Reproduce every one of the rows below verbatim, without altering any character.

- Excerpts from a point labeling dataset:
%%

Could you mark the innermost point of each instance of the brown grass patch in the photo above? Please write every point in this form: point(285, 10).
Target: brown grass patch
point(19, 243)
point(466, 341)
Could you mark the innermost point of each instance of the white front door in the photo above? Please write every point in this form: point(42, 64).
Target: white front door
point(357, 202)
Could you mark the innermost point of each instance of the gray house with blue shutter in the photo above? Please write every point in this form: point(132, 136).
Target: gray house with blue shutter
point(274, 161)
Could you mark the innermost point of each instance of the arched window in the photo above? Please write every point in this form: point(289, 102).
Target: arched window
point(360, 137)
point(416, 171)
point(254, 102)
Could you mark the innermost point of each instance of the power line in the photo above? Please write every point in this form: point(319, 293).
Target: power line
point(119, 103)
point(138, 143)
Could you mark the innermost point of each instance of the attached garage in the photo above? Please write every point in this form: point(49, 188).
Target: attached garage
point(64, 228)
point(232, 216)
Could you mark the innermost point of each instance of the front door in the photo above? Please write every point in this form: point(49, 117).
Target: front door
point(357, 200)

%%

- Finished answer:
Could you mark the innermost point of each instance of the brown grass patch in the photo above? Please write every point in this form: point(285, 10).
Target: brown grass patch
point(19, 243)
point(466, 341)
Could you mark the innermost point of each instance of the white front door in the photo above? Please write every point in this form: point(42, 64).
Target: white front door
point(357, 202)
Could you mark the innermost point of each instance of the gray house with blue shutter in the photo above? Please write every point in this form: point(132, 136).
Target: gray house with blue shutter
point(274, 161)
Could you mark the innermost point of each instance of the arched window in the photo above? Please write every point in this form: point(289, 102).
Target: arched window
point(360, 137)
point(416, 171)
point(254, 102)
Could you mark the innermost point of each instance of the power line in the photo above? Please write every point in this form: point(319, 293).
Target: power line
point(119, 103)
point(138, 143)
Could you mark the innermost point of each instance of the attached garage in the photo above? Please write every point in this form: point(49, 188).
Target: attached garage
point(64, 228)
point(232, 216)
Could you mark the innermost point of each instance of the front door in the photo above? Please write every point in this form: point(49, 117).
Target: front door
point(357, 200)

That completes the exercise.